* [Task description]:
From the first line to the last, copy the data exactly and drop the pictures.

Records for the exercise: Begin

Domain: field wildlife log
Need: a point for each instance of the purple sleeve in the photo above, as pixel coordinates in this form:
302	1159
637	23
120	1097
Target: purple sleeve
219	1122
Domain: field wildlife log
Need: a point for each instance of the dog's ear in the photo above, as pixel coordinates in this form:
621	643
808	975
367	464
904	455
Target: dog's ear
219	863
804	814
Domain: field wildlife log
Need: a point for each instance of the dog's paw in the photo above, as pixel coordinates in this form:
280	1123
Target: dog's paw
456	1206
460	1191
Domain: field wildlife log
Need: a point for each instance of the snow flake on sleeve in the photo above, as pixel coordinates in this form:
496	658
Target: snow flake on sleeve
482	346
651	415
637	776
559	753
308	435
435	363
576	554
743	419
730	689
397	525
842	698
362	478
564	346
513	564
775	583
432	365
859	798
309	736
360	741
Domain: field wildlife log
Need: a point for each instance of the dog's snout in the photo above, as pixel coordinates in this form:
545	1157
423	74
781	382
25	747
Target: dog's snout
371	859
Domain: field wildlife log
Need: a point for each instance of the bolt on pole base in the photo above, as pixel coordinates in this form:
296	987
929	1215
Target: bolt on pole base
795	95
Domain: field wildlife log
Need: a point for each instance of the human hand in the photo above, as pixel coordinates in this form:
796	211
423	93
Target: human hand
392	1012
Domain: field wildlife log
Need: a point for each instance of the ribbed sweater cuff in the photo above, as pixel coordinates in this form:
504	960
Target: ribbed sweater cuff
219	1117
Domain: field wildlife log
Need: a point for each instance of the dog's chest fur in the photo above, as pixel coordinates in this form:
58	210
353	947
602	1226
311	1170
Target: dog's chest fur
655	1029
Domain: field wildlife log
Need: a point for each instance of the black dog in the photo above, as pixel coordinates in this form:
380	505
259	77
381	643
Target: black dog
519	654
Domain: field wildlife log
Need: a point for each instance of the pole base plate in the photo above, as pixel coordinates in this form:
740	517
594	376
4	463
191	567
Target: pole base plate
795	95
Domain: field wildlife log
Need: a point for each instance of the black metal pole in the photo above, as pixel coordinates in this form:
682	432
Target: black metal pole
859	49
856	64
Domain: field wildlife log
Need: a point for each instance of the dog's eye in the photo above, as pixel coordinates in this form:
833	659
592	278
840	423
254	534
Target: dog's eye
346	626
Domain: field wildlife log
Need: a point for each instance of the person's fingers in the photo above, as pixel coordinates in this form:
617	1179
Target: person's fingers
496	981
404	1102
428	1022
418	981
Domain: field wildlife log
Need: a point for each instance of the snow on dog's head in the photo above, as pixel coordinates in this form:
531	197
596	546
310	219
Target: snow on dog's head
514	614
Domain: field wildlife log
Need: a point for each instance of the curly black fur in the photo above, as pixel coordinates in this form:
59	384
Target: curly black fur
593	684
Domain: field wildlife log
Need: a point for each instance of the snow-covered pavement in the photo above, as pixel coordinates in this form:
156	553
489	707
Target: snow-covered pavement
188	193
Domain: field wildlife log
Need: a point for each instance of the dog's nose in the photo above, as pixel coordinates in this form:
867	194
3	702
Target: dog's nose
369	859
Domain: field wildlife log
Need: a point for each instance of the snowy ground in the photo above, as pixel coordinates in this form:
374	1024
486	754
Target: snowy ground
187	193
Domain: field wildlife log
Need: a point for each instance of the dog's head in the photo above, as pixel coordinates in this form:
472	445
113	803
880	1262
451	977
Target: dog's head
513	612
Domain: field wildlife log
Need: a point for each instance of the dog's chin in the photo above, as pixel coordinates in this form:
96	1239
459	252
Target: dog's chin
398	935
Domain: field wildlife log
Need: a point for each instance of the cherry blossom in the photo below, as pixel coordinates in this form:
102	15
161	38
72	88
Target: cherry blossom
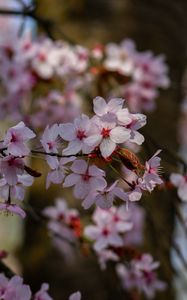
107	136
76	134
11	167
15	139
42	294
120	58
59	170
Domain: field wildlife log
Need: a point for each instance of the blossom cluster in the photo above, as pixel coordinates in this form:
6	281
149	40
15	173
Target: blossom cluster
13	169
14	288
81	143
113	236
27	64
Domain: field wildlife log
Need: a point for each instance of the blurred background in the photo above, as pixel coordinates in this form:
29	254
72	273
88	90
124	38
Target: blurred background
160	26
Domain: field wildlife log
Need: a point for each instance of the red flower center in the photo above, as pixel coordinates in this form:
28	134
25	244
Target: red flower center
105	132
81	134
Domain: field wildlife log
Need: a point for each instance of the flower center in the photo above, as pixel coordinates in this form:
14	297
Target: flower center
81	134
86	176
105	132
105	231
42	57
13	138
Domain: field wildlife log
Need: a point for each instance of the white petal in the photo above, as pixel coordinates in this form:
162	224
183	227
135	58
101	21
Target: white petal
100	106
119	134
107	146
67	131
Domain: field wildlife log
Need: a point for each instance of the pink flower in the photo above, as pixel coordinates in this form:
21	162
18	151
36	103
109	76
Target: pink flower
59	171
17	191
11	167
180	182
42	294
107	137
151	178
85	178
15	139
120	58
76	133
137	121
49	143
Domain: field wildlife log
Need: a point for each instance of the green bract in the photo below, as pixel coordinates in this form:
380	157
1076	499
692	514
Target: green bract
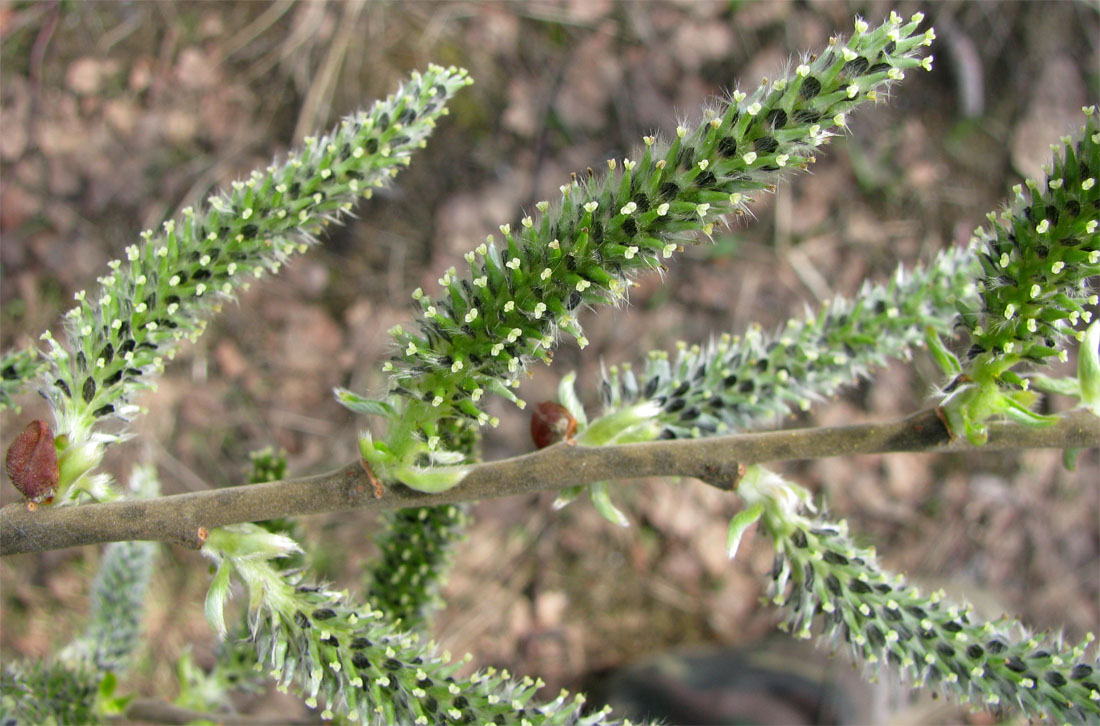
119	336
521	292
1036	260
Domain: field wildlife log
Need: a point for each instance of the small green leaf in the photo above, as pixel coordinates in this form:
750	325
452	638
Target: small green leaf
603	503
1063	386
361	405
567	495
737	526
107	703
1088	369
947	362
432	481
567	396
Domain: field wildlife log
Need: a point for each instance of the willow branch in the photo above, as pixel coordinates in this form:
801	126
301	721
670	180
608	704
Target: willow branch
186	518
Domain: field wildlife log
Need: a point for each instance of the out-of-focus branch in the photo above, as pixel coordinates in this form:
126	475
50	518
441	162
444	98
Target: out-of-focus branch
186	518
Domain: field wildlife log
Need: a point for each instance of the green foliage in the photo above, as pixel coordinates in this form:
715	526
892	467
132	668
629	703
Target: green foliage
818	571
479	336
738	382
17	370
354	659
47	693
1019	290
415	558
1036	260
118	338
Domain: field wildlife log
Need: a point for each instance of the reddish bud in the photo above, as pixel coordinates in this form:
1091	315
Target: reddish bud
32	462
550	424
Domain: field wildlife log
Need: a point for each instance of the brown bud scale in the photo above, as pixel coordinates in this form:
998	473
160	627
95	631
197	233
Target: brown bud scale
32	462
550	424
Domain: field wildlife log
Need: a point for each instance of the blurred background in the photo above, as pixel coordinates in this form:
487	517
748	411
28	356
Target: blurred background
114	114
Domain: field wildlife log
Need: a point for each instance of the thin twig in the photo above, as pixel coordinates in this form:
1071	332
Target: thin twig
179	518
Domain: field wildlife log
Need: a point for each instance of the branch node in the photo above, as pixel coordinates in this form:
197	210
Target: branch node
724	476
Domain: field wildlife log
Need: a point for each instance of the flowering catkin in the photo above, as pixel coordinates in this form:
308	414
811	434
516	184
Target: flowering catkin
519	294
822	576
118	337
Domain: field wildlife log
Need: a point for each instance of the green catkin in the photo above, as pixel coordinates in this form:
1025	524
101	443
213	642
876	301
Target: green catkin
519	294
118	337
823	580
1037	256
739	382
355	661
416	548
416	551
117	607
47	693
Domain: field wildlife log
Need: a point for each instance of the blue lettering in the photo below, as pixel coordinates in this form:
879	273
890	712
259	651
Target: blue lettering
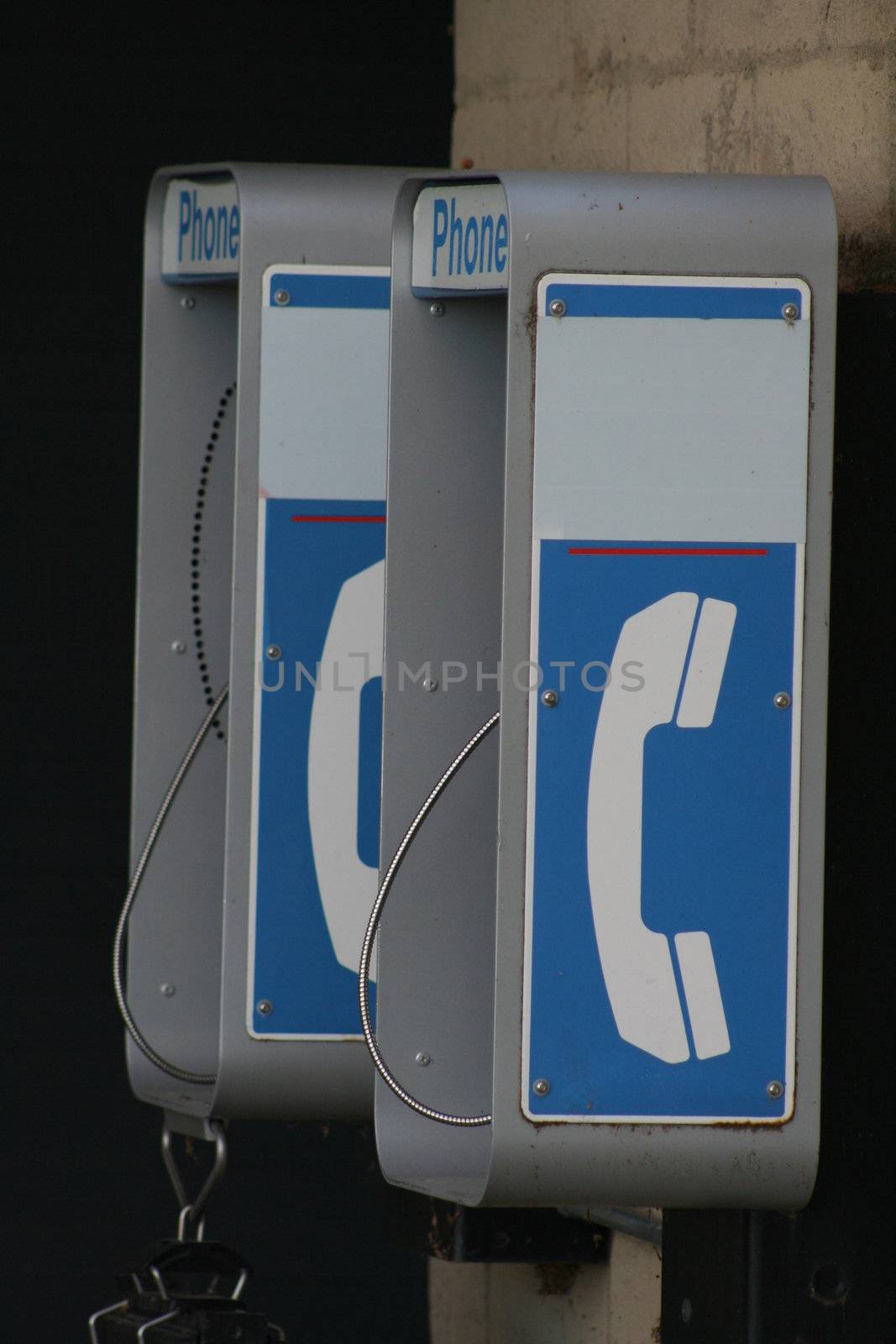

Records for the exercise: End

* [Written response]:
Domain: field wildlife log
Need: a point for each instance of the purple sleeve in the photo above, as pixel coordinates in this form:
302	1159
637	23
120	1097
Target: purple sleeve
219	1122
Domain: field wildlife log
Need: a point for each instance of the dog's ear in the photo above, as pixel coordinates in this form:
621	643
808	975
367	464
904	455
Target: dog's ear
219	863
804	814
Domain: field wildlife log
Need: a point for each instance of the dog's paw in the photo above, as pixel coordinates in this form:
280	1123
Target: dog's paw
456	1206
460	1191
Domain: field wildlife log
Need: a point for each instance of the snow flake on sleeve in the photo above, as pixel coordinates in this form:
496	658
Target: snow flake on sleeve
482	346
651	415
637	776
559	753
308	435
435	363
576	554
743	419
730	689
397	525
842	698
362	478
564	346
513	564
775	583
432	365
859	798
309	736
360	741
Domain: field wildlife log
Need: a point for each instance of the dog's snout in the photo above, as pixel coordinates in this form:
545	1157
423	74
781	382
25	747
Target: dog's snout
371	859
Domain: field wildlife log
Need: a point for each instance of the bolt on pole base in the photo above, as pixel coordinates in this form:
296	987
929	1215
Target: bolt on pole base
795	95
Domain: field wildlife log
Need: a point for each instance of the human hand in the photo above, as pixel coordinates in this form:
796	211
423	93
Target: human hand
392	1012
Domain: field wildlife log
Need: a point for each instance of the ribbed sweater cuff in the photo above, as pixel coordinates in this form:
504	960
Target: ribbed sweater cuff
219	1117
Domain: field wildlife log
Need: a point for each instance of the dog's chest fur in the photo above, as pixel coordinates in this form:
58	210
353	947
602	1226
311	1170
Target: dog's chest fur
655	1029
Domain: field wildlife log
Need: a point for each instance of the black dog in the photo above, as pixel coordinates in this form:
380	505
259	77
381	643
Target: black dog
519	654
Domain: field wildlife log
Need: a point for each instance of the pole base plate in the photo above, as pixel coordinates in this form:
740	517
594	376
4	463
191	567
Target: pole base plate
795	95
Domain: field wildlife log
Need: a point for each instance of the black metal pole in the photo above, as pixel coordinates in this form:
682	432
Target: black metal pole
859	49
856	64
Domain: field wildlife log
Need: a point for each instance of the dog's eye in the photo above, as pixel coordinates in this form:
833	659
592	278
840	423
254	534
Target: dog's eye
346	626
Domain: field wildlife log
Need: a point for each instance of the person's fingers in the photo above, as pixel coordinates in this form:
617	1179
Target: person's fingers
496	981
404	1102
428	1022
418	981
Domain: field wildlife log
Need: a point for each instance of the snow on dog's head in the photo above, as pixel coordinates in this form:
531	197
596	546
310	219
Target: snow on dog's head
514	614
Domain: field wildlife log
Need: a point for each instance of the curly black fur in the photo above, as pixel coordinates in this form:
59	384
Target: curly black fur
593	684
Domain: field wildlife log
Need: a point for each instance of the snow-covered pavement in the photo above, as pixel coordinates in this form:
156	553
489	707
Target: snow-covered pavement
188	193
Domain: field wildlife log
Need: a point for each instance of the dog's nose in the photo above, as pixel coordinates in this form:
867	194
3	702
Target: dog's nose
369	859
Domain: field wildlife log
Need: a point for each instance of the snowy ground in the photo above, as pixel coordinates in this form:
374	1024
486	754
Target: snowy ground
187	193
Domain: field wildlife log
Need: a point for each instance of the dog's head in the photo above, as pixel coordinates in this form:
472	445
113	803
880	1262
451	977
Target: dog's head
513	612
Domain: field wildlife log
Need: a point for each instance of the dog's chin in the photo above, as pixel coordinates in this form:
96	1239
459	252
Target: dog's chin
398	935
Domain: field wildlife log
Need: a point for each instance of the cherry blossom in the photo below, as pixel coordinates in this form:
102	15
161	38
72	88
Target: cherry blossom
107	136
76	134
11	167
15	139
42	294
120	58
59	170
Domain: field wildlife log
Need: a point for each instance of the blossom cluster in the photo above, as pixel coordinates in this form:
6	281
149	40
15	173
Target: blossom cluster
13	169
14	288
81	143
113	236
27	64
Domain: field wildlife log
Need: a point for each instance of the blurred background in the photo above, as pixel coordinates in this form:
29	254
72	273
88	90
124	38
Target: blurred background
160	26
Domain: field wildlife log
Need: a point for each instance of the red flower center in the photo above, as pixel coordinates in this form:
28	134
25	244
Target: red flower center
105	132
81	134
Domain: field wildlife log
Need: a point for each instance of the flower center in the photo above, as pixel coordinates in this form:
14	297
Target: flower center
81	134
86	176
105	132
105	231
42	57
13	138
Domain: field wildlife log
Need: a point for each instance of the white petal in the photo above, as pixel coordinates in this form:
162	224
183	227
135	58
101	21
Target: white petal
100	106
119	134
107	146
67	131
Domain: field wildlife log
Need: a point for each instance of the pink flower in the photo above, as pixel coordinates in this form:
21	162
18	151
36	103
109	76
Target: pink flower
59	171
17	191
11	167
180	182
42	294
107	137
151	178
85	178
15	139
120	58
76	133
137	121
49	143
Domain: field wildlife log
Need: a point for each instance of the green bract in the photo below, as pixel coordinates in this form:
380	157
1076	499
692	514
Target: green bract
119	336
521	292
1036	260
Domain: field wildlife log
Need: a point for each instance of the small green leaf in the photo above, as pixel coordinates in this form:
750	325
452	638
Target: small green leaf
603	503
1063	386
361	405
567	495
737	526
107	703
1088	369
947	362
432	481
567	396
Domain: field wildlife log
Need: a point for each instance of the willow branch in the photo above, as pixel coordinates in this form:
801	126
301	721
670	180
608	704
Target: willow branch
186	518
Domain: field wildlife log
Need: a point for each instance of the out-of-focus branch in the photo above, as pixel coordinates in this form:
126	475
50	518
441	162
444	98
Target: out-of-focus branch
186	518
Domain: field wildlife log
Need: a point for each instance of the green foliage in the photo above, as pixel coordinates in this form:
715	526
892	467
132	668
629	703
Target: green foliage
818	571
479	336
738	382
17	370
354	659
47	693
1019	290
415	558
1036	260
118	338
Domain: field wildlife log
Need: a point for each instance of the reddish bud in the photo above, as pixel coordinates in this form:
1091	315
Target: reddish bud
32	462
550	424
Domain: field wildlife log
Need: a point for each instance of the brown bud scale in the photo above, as pixel coordinates in this form:
998	473
160	627
95	631
197	233
Target: brown bud scale
32	462
550	424
Domain: field wildlife log
Need: a point for each instance of the blurred background in the photo above, as pixel coordinates in this form:
487	517
748	411
28	356
Target: blurred background
114	114
Domain: field wildlife log
Need: a point for each instance of the thin twig in the photo above, as pixel coordinates in this form:
1071	332
Target: thin twig
179	518
Domain: field wildlife log
Need: a point for each instance of the branch node in the photo above, as pixel coordinates in this form:
197	210
Target: branch node
724	476
Domain: field wildlife log
Need: a point for each instance of the flowering catkin in the photo above, as pixel coordinates in this form:
308	414
811	434
516	184
Target: flowering catkin
519	294
822	576
118	337
Domain: field wildlife log
Need: a point for each instance of the green catkin in the photo above, as pixel coordinates in this form:
1025	524
101	443
213	642
876	301
Target: green catkin
519	294
118	337
823	580
1037	256
739	382
355	661
416	548
416	551
117	607
47	693
Domain: field wildlife log
Need: a point for each instance of the blue lettering in the photo below, as pixel coordinates in this form:
879	273
890	712
259	651
Target: blue lettering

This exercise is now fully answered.